> _Collected data entries_
● ● ● ●

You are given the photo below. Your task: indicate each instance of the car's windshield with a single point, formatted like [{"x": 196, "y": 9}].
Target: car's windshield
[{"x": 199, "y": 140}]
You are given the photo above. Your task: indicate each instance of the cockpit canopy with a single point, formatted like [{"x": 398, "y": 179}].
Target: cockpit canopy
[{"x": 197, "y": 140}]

● ● ● ●

> _TASK DIRECTIONS_
Reproduce the lines above word for word.

> _RESPONSE_
You are given the photo below. Your task: indicate each instance of the car's windshield with a single point, formatted like [{"x": 196, "y": 9}].
Target: car's windshield
[{"x": 199, "y": 140}]
You are given the photo above. Your task: indicate each instance of the cockpit canopy with a single point, formatted like [{"x": 398, "y": 179}].
Target: cockpit canopy
[{"x": 197, "y": 140}]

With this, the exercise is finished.